Requirements = Copy out all of the data below, swapping "Target:" for "Label:" at every occurrence and leaving everything else unchanged.

Records to process =
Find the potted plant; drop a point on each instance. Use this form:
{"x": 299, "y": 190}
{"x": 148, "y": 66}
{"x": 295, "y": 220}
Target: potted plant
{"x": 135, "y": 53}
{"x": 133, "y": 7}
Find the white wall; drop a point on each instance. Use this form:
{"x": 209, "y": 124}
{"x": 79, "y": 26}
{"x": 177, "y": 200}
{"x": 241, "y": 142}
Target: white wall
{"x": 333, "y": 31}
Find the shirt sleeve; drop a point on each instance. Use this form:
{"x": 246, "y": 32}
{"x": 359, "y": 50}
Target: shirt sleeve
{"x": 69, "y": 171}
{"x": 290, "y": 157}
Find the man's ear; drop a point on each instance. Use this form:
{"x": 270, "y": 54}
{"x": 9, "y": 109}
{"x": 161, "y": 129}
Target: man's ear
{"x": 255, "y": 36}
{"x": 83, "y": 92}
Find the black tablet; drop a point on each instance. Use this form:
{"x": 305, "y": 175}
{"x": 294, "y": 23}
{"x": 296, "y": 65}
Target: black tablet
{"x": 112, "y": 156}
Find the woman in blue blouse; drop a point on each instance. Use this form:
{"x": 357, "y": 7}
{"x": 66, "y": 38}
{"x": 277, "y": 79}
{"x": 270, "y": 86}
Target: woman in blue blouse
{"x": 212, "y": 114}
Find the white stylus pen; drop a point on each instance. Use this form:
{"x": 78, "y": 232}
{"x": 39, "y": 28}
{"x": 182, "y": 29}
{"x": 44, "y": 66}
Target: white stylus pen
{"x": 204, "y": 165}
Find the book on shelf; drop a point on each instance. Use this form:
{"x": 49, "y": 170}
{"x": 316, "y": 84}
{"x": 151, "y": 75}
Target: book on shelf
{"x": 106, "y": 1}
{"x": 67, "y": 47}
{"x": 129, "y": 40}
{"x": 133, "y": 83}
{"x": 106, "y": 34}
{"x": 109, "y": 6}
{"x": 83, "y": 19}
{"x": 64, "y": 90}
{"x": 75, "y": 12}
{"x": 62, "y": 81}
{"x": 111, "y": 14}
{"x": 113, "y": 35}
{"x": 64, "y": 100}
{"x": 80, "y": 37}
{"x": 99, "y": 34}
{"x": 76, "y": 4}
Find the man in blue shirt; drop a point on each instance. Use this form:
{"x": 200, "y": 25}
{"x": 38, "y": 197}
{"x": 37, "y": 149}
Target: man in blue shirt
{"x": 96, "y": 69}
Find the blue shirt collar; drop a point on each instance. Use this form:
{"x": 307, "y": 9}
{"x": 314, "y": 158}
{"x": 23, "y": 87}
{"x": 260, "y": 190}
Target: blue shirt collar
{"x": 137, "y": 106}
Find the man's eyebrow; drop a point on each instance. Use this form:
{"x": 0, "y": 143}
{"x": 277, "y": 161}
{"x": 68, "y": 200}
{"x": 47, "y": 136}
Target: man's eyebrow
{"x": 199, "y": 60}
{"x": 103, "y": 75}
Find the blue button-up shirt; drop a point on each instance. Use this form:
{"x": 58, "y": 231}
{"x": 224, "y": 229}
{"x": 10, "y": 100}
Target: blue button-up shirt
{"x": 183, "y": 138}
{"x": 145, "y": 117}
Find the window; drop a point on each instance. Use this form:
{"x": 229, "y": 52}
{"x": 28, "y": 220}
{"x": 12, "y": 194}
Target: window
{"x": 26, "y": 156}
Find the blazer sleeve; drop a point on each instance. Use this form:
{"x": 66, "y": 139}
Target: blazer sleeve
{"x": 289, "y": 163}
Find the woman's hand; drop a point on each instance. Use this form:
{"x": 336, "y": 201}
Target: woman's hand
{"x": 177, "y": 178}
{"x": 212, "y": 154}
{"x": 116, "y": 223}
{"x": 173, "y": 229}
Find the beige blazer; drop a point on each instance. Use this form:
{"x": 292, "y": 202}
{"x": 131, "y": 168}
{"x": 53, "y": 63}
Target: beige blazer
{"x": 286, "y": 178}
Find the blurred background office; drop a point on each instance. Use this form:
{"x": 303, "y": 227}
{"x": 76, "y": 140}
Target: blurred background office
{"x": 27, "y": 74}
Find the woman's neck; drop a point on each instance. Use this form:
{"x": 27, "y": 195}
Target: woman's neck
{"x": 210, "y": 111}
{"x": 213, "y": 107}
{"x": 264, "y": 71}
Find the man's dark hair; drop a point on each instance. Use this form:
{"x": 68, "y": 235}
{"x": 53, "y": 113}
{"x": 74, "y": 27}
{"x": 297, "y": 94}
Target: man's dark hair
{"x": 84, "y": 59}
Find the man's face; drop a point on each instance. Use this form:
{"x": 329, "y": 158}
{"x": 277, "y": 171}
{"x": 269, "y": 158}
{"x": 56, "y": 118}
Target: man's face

Written response =
Find the potted plant; drop a point on each instance. Use this form:
{"x": 299, "y": 190}
{"x": 148, "y": 66}
{"x": 295, "y": 220}
Label: potted plant
{"x": 135, "y": 53}
{"x": 133, "y": 7}
Find the white wall; drop a point on each instance. Use this form:
{"x": 209, "y": 124}
{"x": 79, "y": 26}
{"x": 177, "y": 200}
{"x": 241, "y": 142}
Label: white wall
{"x": 333, "y": 31}
Find the shirt sleeve; drop a point on each instance. Use this form:
{"x": 246, "y": 32}
{"x": 359, "y": 50}
Label: shirt sleeve
{"x": 69, "y": 171}
{"x": 290, "y": 157}
Find the man's ear; drop a point on each instance. Use this form:
{"x": 270, "y": 54}
{"x": 9, "y": 109}
{"x": 161, "y": 129}
Label: man's ear
{"x": 255, "y": 36}
{"x": 83, "y": 92}
Find the black tablet; drop a point on each instance. Use this form:
{"x": 305, "y": 175}
{"x": 294, "y": 23}
{"x": 296, "y": 65}
Label: black tablet
{"x": 112, "y": 156}
Find the woman in blue blouse; drop a point on each instance. Use this form:
{"x": 357, "y": 7}
{"x": 66, "y": 38}
{"x": 277, "y": 79}
{"x": 270, "y": 86}
Label: woman in blue blouse
{"x": 212, "y": 114}
Find the white stylus pen; drop a point on each instance. Use this form:
{"x": 78, "y": 232}
{"x": 39, "y": 28}
{"x": 182, "y": 29}
{"x": 44, "y": 66}
Label: white stylus pen
{"x": 204, "y": 165}
Find the book on shelf; drop a point on each instance. Use this form:
{"x": 49, "y": 170}
{"x": 316, "y": 84}
{"x": 151, "y": 75}
Label: book on shelf
{"x": 106, "y": 1}
{"x": 67, "y": 47}
{"x": 129, "y": 40}
{"x": 133, "y": 83}
{"x": 106, "y": 34}
{"x": 109, "y": 6}
{"x": 83, "y": 19}
{"x": 64, "y": 90}
{"x": 75, "y": 12}
{"x": 62, "y": 81}
{"x": 111, "y": 14}
{"x": 113, "y": 35}
{"x": 64, "y": 100}
{"x": 80, "y": 37}
{"x": 99, "y": 34}
{"x": 76, "y": 4}
Find the man in blue shirt; drop a point on each instance. Use this form:
{"x": 200, "y": 25}
{"x": 38, "y": 197}
{"x": 37, "y": 149}
Label: man in blue shirt
{"x": 96, "y": 69}
Find the blue shirt collar; drop a point on each instance. Use this form:
{"x": 307, "y": 9}
{"x": 314, "y": 158}
{"x": 23, "y": 87}
{"x": 260, "y": 190}
Label: blue shirt collar
{"x": 137, "y": 106}
Find the man's eyebrow; drop a point on each instance. Use this form:
{"x": 0, "y": 143}
{"x": 277, "y": 161}
{"x": 68, "y": 200}
{"x": 47, "y": 136}
Label: man's eyebrow
{"x": 199, "y": 60}
{"x": 103, "y": 75}
Find the blue button-up shirt; drop a point on each instance. Use this form:
{"x": 58, "y": 231}
{"x": 224, "y": 229}
{"x": 10, "y": 100}
Label: blue button-up shirt
{"x": 183, "y": 138}
{"x": 145, "y": 117}
Find the window; drop a point on each instance. Use this form:
{"x": 229, "y": 52}
{"x": 28, "y": 220}
{"x": 12, "y": 194}
Label: window
{"x": 26, "y": 156}
Find the blazer sleeve; drop a point on each instance. Use this form:
{"x": 66, "y": 139}
Label: blazer sleeve
{"x": 289, "y": 163}
Find the woman's hand; drop a point on each instance. Use this form:
{"x": 336, "y": 201}
Label: woman's hand
{"x": 177, "y": 178}
{"x": 212, "y": 154}
{"x": 116, "y": 223}
{"x": 173, "y": 229}
Find the beige blazer; drop a point on each instance. Use this form:
{"x": 292, "y": 202}
{"x": 131, "y": 168}
{"x": 53, "y": 63}
Label: beige blazer
{"x": 286, "y": 178}
Find the blurred background office; drop a point on each instance. Use this form:
{"x": 303, "y": 227}
{"x": 76, "y": 140}
Label: blurred background office
{"x": 27, "y": 74}
Find the woman's neck; drop a point on each instance. Use this form:
{"x": 27, "y": 195}
Label: woman's neck
{"x": 210, "y": 111}
{"x": 213, "y": 107}
{"x": 264, "y": 71}
Find the man's dark hair; drop a point on each instance. Use this form:
{"x": 68, "y": 235}
{"x": 53, "y": 113}
{"x": 74, "y": 27}
{"x": 297, "y": 94}
Label: man's dark hair
{"x": 84, "y": 59}
Find the man's face; drop a point on each instance. Use this form:
{"x": 329, "y": 158}
{"x": 277, "y": 171}
{"x": 269, "y": 158}
{"x": 56, "y": 118}
Label: man's face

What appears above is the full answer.